(Written instruction): Rewrite the lines from the start of the material through the line containing "0,259 -> 55,372", inclusive, switching "white cap" to "blue cap" and keeping everything else the same.

(Data items):
>>>>>

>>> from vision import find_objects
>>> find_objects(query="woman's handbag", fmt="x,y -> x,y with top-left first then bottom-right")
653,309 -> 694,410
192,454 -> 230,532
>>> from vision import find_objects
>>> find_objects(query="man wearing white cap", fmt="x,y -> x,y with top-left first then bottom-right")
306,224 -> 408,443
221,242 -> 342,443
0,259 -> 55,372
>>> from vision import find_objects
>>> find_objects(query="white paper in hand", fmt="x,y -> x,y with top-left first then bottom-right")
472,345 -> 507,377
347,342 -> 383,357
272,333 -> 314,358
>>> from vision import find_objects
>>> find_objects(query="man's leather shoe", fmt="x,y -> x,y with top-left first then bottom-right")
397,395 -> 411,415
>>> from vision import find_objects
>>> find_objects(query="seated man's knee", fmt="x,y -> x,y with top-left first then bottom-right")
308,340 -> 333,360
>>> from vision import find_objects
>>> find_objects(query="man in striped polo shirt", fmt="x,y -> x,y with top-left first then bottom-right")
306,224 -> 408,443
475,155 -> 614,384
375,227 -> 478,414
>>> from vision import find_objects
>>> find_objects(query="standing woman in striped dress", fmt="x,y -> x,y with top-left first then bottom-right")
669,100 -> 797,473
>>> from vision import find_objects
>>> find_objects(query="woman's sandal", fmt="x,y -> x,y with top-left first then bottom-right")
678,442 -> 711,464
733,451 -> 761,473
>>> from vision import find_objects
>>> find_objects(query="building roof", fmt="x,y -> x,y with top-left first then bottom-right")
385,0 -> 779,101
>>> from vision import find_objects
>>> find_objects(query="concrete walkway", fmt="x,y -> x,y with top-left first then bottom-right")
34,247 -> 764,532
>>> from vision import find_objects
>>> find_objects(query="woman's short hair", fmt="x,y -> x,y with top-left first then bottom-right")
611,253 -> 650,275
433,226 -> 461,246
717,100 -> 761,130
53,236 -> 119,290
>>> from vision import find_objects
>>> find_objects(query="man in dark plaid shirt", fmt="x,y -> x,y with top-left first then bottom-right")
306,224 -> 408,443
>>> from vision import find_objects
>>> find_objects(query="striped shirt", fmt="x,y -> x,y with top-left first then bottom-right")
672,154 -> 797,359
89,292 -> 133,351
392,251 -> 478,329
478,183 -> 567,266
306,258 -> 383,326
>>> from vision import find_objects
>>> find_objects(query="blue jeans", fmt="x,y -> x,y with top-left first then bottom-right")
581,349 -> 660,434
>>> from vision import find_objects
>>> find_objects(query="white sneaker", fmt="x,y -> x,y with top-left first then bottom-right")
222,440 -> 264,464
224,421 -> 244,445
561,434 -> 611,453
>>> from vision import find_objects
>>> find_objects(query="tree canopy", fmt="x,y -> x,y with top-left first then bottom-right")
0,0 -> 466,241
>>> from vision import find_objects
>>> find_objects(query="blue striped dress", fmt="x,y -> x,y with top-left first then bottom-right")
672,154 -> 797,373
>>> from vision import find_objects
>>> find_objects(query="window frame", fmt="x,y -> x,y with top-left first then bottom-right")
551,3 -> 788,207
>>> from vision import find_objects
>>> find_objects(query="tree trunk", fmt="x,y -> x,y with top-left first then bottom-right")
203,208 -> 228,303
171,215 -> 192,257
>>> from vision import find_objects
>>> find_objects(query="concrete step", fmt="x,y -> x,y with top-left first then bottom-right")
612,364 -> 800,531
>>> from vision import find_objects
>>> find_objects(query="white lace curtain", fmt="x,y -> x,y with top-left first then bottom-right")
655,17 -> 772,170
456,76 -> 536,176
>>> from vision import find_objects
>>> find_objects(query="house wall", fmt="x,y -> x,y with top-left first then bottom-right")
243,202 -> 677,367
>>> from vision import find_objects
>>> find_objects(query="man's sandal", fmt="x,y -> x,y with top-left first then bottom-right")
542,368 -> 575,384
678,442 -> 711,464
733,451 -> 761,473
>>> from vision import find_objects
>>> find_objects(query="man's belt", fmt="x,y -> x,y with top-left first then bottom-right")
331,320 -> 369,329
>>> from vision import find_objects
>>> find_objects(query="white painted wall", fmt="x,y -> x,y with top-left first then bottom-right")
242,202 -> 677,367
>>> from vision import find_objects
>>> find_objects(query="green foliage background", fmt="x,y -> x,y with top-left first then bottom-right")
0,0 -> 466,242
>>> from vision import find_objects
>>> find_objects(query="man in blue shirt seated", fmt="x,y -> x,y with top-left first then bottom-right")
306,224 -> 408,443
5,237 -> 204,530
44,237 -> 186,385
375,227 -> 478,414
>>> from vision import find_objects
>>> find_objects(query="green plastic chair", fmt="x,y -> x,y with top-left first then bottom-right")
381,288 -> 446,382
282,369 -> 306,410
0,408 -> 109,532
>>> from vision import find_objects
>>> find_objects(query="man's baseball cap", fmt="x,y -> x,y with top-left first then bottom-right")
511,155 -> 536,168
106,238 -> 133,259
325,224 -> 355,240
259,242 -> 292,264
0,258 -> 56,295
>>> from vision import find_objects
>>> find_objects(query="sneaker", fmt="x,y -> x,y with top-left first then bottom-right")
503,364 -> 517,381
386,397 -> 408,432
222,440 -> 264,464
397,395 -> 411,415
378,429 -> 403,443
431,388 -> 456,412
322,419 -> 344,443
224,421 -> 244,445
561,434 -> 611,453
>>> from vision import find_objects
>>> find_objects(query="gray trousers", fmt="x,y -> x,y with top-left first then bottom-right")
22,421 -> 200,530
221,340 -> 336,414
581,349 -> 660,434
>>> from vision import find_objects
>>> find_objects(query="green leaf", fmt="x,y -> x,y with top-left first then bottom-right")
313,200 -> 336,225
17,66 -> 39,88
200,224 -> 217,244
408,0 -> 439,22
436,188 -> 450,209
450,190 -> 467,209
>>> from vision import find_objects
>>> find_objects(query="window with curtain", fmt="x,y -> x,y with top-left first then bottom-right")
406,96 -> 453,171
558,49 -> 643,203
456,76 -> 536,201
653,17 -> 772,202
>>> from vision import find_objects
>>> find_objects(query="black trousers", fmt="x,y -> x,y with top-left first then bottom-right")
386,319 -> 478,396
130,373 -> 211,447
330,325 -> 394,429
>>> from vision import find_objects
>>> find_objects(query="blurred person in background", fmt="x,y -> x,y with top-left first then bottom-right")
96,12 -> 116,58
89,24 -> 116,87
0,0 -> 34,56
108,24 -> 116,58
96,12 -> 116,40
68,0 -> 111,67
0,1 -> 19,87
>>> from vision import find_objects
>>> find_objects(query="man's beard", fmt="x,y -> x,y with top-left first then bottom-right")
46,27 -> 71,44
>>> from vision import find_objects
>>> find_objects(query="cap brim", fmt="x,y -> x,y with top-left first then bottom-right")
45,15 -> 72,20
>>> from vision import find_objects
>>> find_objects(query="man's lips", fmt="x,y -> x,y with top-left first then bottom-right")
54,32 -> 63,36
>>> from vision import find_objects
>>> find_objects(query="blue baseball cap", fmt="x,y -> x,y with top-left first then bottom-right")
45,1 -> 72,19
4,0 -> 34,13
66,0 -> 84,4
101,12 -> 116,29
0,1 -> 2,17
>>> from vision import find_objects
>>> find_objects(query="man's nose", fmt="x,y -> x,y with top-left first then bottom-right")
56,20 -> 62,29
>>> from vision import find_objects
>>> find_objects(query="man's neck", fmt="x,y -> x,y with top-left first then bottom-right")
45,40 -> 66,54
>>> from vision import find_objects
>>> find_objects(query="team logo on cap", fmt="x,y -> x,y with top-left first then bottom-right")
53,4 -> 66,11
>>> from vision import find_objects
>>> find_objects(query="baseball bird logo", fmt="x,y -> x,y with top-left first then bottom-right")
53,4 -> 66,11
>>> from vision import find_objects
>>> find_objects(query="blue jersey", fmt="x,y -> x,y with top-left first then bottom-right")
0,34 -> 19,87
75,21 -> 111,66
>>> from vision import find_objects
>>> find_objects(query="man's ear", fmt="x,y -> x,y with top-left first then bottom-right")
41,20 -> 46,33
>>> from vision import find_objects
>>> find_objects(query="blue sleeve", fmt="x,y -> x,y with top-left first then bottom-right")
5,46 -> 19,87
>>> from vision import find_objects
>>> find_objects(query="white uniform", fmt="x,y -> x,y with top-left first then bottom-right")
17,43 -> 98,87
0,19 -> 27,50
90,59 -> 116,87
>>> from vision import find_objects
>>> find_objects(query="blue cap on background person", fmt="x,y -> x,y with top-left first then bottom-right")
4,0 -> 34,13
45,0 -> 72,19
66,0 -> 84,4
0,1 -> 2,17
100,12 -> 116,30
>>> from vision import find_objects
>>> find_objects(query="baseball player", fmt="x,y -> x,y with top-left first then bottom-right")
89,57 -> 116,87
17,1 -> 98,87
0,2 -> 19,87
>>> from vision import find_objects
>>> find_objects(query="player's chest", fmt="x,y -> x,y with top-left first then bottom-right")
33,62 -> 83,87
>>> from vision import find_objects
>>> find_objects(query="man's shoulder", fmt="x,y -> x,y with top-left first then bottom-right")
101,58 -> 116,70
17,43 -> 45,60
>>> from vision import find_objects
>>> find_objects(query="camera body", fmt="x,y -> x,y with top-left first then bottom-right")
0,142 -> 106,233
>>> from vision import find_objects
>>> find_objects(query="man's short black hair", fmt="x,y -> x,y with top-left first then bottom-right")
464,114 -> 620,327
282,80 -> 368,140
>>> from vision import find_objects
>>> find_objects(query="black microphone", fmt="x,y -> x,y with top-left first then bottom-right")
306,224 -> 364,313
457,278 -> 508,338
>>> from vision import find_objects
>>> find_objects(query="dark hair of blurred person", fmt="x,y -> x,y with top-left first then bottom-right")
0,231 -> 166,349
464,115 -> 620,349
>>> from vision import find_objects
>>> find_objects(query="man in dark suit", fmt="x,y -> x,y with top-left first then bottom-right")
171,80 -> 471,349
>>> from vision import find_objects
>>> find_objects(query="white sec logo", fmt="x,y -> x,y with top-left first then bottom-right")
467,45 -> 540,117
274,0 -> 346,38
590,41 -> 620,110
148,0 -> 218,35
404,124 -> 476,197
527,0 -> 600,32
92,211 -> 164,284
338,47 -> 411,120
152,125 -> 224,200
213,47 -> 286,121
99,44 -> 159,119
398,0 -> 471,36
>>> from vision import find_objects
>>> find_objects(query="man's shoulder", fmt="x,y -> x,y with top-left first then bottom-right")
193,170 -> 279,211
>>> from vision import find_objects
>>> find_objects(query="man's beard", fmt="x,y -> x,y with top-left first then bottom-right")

<<<<<

(Result of this task):
>>> from vision import find_objects
>>> find_objects(query="woman's handbag", fmt="x,y -> x,y with top-left first then bottom-right")
653,309 -> 694,410
192,454 -> 230,532
>>> from vision import find_objects
>>> find_objects(query="man wearing blue cap", fmt="x,y -> x,y with top-left first then bottom-right")
306,224 -> 408,443
221,242 -> 342,443
0,259 -> 55,372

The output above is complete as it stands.